Extrait du document
________________________________________

Depuis 1923, date de l'acquisition du domaine de Sceaux par le département de la Seine, on peut dire qu'il a été sauvé de la destruction à laquelle il eut été fatalement voué si, dans un but qu'on ne saurait trop louer l'administration préfectorale, en plein accord avec le conseil général de la Seine, n'avait décidé de conserver, aux portes de Paris, tout ce qui reste de cette magistrale composition ou ce qui subsiste encore de l'œuvre de Le Nôtre, de Lebrun (sic), de Perrault et de Coysevox.
En fait le département de la Seine n'a pu prendre vraiment possession de cette acquisition qu'en 1929 ; jusqu'à cette date, une location malencontreuse, en cours au moment de la vente et dont il a fallu se libérer, avait paralysé toute l'exécution du plan de remise en état et des aménagements nécessités par la nouvelle destination de ce beau domaine. Mais depuis cette date, un effort considérable a été fait, sous l'impulsion de M. Martzloff, directeur des Services d'Architecture et des Promenades peut remédier à l'aspect lamentable dû aux années de guerre, au manque d'entretien et à de fâcheux abatages.
Les abords du château ont été ouverts au public. Il peut, dès maintenant, accéder dans le parc, soit de la route d'Orléans par l'avenue laissant à sa droite le lycée Lakanal et aboutissant à la cour d'honneur, soit de la rue Houdan, à proximité de l'église de Sceaux. par l'avenue nouvelle bordant les récents lotissements et desservant les parterres du Pavillon de l'Aurore et de l'Intendance. Dans cette partie, située dans la contiguïté de la rue Houdan, les lotissements sont discrets : une futaie séculaire les isole des grands aspects à la française ; et si, en un point, le rouge un peu vif d'un toit apparaît dans la percée de l'allée de Diane, le mal n'est pas irréparable.
Mais il semble surtout bien nécessaire de masquer par des plantations de hautes tiges, les énormes bâtiments du lycée Lakanal et aussi deux récents pavillons blancs et cubiques dont le voisinage trop immédiat est si malheureusement inopportun pour la perspective du pavillon de l'Aurore, dont notre confère Azéma poursuit en ce moment la restauration. Combien gagnerait l'aspect de ce pavillon et de ses parterres si le côté droit et les fonds étaient également garnis des belles essences de verdure dont la masse constitue du côté gauche un si riche écran ! Ces plantations sont projetées ; mais hélas ! le vide s'en fera encore sentir pendant de longues années.

________________________________________

Votre objectif
Écrivez la suite de l'extrait sur le domaine de Sceaux, à partir de sa dernière phrase. Le matériel présenté plus bas n'a aucun rôle ici.

Informations fournies
________________________________________

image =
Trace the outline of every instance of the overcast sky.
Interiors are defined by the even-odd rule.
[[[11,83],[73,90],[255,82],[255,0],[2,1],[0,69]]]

________________________________________

Exercice corrigé
Suivons le tapis vert qui mène au Pavillon de l'Intendance dont la remise en état est terminée, et pénétrons sous les Bosquets du parterres des Caprices : c'est ici que la duchesse du §Maine avait placé les statues de la Bizarrerie, de la Légèreté et de l'Inconstance, singulier hommage, érigé sans doute par goût du paradoxe sous des berceaux de plantations si magnifiquement ordonnées. Avons-nous sous les yeux les premiers marronniers importés en France par Le Nôtre ? L'exactitude de cette serait flatteuse pour l'amour-propre de la ville de Sceaux ; mais M. Demorlaine, conservateur en chef des Promenades, estime qu'elle demande confirmation. Quoiqu'il en soit, il est certain que nous sommes ici sous des voûtes de verdure majestueuses et des plus réussies qui puissent être : proportion noblement architecturale des berceaux, lumière tamisée si reposante pour les yeux et, à l'orée des avenues, éblouissement de l'espace libre laissant à découvert les terrasses du grand parterre à la française qui dévale avec ses ifs et ses bassins jusqu'au rond-point dit "des quatre-statues".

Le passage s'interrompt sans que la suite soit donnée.